**PROBLEM**
The expected output is the complete listing, unchanged.
------------------------
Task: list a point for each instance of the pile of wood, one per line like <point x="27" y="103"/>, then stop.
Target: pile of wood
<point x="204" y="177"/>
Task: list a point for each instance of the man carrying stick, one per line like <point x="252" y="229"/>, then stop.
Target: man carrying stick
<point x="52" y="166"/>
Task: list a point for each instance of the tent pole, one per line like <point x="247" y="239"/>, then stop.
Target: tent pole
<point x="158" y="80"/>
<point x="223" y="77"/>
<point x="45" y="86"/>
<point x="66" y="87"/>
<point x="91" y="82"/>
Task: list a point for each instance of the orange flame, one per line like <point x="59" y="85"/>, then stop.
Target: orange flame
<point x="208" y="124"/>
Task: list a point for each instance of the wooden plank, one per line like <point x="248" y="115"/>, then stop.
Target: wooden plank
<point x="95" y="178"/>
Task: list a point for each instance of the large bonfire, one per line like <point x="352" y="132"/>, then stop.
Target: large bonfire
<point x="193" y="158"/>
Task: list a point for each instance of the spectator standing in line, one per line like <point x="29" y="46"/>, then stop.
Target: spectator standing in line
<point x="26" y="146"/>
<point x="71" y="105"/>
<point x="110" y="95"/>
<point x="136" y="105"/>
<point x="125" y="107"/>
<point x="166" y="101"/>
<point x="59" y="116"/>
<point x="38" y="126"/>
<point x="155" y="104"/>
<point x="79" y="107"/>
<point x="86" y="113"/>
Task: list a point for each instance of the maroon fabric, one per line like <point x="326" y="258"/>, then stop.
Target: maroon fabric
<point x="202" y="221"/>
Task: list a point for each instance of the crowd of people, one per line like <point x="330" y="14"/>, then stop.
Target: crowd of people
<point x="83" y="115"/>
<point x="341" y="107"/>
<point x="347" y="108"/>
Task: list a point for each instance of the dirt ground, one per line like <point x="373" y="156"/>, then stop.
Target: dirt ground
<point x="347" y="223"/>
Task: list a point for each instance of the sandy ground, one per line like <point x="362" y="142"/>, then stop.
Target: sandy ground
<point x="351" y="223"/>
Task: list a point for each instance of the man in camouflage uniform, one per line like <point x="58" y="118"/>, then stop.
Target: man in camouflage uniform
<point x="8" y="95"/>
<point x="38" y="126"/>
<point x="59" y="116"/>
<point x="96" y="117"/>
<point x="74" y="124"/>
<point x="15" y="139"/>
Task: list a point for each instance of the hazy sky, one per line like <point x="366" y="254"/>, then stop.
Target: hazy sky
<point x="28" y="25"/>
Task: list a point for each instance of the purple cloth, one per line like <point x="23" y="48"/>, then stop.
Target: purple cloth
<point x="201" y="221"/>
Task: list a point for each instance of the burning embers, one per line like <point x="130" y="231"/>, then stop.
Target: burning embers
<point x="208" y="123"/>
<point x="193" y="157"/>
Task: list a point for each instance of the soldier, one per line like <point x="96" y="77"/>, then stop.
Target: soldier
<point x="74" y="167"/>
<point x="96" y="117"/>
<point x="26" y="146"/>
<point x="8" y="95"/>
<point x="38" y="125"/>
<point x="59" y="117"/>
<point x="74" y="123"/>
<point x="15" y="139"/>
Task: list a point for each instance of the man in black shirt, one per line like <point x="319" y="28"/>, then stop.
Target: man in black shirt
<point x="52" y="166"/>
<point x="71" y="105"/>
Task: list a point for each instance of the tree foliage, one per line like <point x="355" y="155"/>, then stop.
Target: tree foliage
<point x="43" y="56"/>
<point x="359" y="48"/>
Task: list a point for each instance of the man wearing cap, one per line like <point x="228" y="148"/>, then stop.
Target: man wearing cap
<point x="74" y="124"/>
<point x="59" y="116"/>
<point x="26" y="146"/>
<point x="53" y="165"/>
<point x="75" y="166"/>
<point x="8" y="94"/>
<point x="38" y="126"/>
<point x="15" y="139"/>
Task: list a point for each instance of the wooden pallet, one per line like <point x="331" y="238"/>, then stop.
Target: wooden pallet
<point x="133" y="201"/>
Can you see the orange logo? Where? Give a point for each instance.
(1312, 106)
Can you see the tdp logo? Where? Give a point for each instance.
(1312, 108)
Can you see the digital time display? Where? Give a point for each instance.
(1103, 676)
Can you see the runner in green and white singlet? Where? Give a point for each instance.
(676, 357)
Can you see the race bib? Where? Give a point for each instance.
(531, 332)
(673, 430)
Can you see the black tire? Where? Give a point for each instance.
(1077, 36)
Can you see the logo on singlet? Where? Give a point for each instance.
------------------------
**ANSWER SECTION**
Task: list a point for each instance of the pile of wood, one per line like <point x="27" y="103"/>, then stop.
Target: pile of wood
<point x="204" y="177"/>
Task: list a point for each instance of the man carrying stick, one per line like <point x="252" y="229"/>, then stop.
Target: man carrying stick
<point x="52" y="166"/>
Task: list a point for each instance of the tent pole, one per line like <point x="247" y="239"/>, then stop.
Target: tent pole
<point x="158" y="80"/>
<point x="223" y="77"/>
<point x="45" y="86"/>
<point x="66" y="87"/>
<point x="91" y="82"/>
Task: list a point for each instance of the orange flame, one per line like <point x="59" y="85"/>, then stop.
Target: orange flame
<point x="208" y="124"/>
Task: list a point for each instance of the wooden plank, one per line like <point x="248" y="115"/>, then stop.
Target: wooden plank
<point x="95" y="178"/>
Task: list a point for each instance of the large bonfire, one per line like <point x="352" y="132"/>, then stop.
Target: large bonfire
<point x="193" y="158"/>
Task: list a point for each instance of the spectator standing in line, one per line like <point x="29" y="46"/>, then stop.
Target: spectator standing in line
<point x="26" y="146"/>
<point x="71" y="105"/>
<point x="110" y="95"/>
<point x="136" y="105"/>
<point x="125" y="107"/>
<point x="166" y="101"/>
<point x="59" y="116"/>
<point x="38" y="126"/>
<point x="155" y="104"/>
<point x="79" y="107"/>
<point x="86" y="113"/>
Task: list a point for each instance of the maroon fabric, one per line like <point x="326" y="258"/>, then stop.
Target: maroon fabric
<point x="202" y="221"/>
Task: list a point for each instance of the crowd of people, one per line like <point x="330" y="14"/>, then stop.
Target: crowd of people
<point x="83" y="115"/>
<point x="341" y="107"/>
<point x="347" y="108"/>
Task: list a point for each instance of the dirt ground, one per line like <point x="373" y="156"/>, then stop.
Target: dirt ground
<point x="347" y="223"/>
Task: list a point for each instance of the sandy ground, one per line like <point x="362" y="142"/>, then stop.
Target: sandy ground
<point x="351" y="223"/>
Task: list a point for each instance of the man in camouflage uniform, one per line like <point x="58" y="118"/>, then stop.
Target: man in camouflage uniform
<point x="8" y="95"/>
<point x="38" y="126"/>
<point x="59" y="116"/>
<point x="96" y="117"/>
<point x="74" y="124"/>
<point x="15" y="139"/>
Task: list a point for each instance of the hazy sky, one per line like <point x="366" y="254"/>, then stop.
Target: hazy sky
<point x="28" y="25"/>
Task: list a point for each instance of the purple cloth, one per line like <point x="23" y="48"/>, then stop.
Target: purple cloth
<point x="201" y="221"/>
Task: list a point for each instance of the burning embers, one per line like <point x="130" y="231"/>, then stop.
Target: burning embers
<point x="208" y="123"/>
<point x="193" y="157"/>
Task: list a point for each instance of the soldier, one per line like <point x="96" y="77"/>, then stop.
Target: soldier
<point x="74" y="167"/>
<point x="96" y="117"/>
<point x="26" y="146"/>
<point x="8" y="95"/>
<point x="38" y="125"/>
<point x="59" y="117"/>
<point x="74" y="123"/>
<point x="15" y="139"/>
Task: list a point for each instance of the man in black shirt, one per line like <point x="319" y="28"/>, then stop.
Target: man in black shirt
<point x="52" y="166"/>
<point x="71" y="105"/>
Task: list a point for each instance of the tree foliage, one per line like <point x="355" y="155"/>, then stop.
Target: tree foliage
<point x="43" y="56"/>
<point x="359" y="48"/>
Task: list a point for each instance of the man wearing cap, one per line like <point x="228" y="148"/>, then stop.
Target: man wearing cap
<point x="74" y="124"/>
<point x="59" y="116"/>
<point x="26" y="146"/>
<point x="53" y="165"/>
<point x="75" y="166"/>
<point x="8" y="94"/>
<point x="38" y="126"/>
<point x="15" y="139"/>
Task: list a point for each instance of the wooden pallet, one per line like <point x="331" y="238"/>, then stop.
Target: wooden pallet
<point x="133" y="201"/>
Can you see the orange logo? Where? Give a point for each instance.
(1312, 106)
Can you see the tdp logo? Where? Give a point for each instance.
(1312, 108)
Can you see the digital time display? Where? Give a point for each instance.
(1103, 676)
Can you see the runner in green and white singlet? Where? Give a point for each instance.
(676, 357)
Can you see the race bib? Where? Give a point for each instance.
(531, 332)
(673, 430)
Can you see the black tire? Where? Give a point for each instance.
(1077, 36)
Can you see the logo on singlet? Where? Give a point for each instance.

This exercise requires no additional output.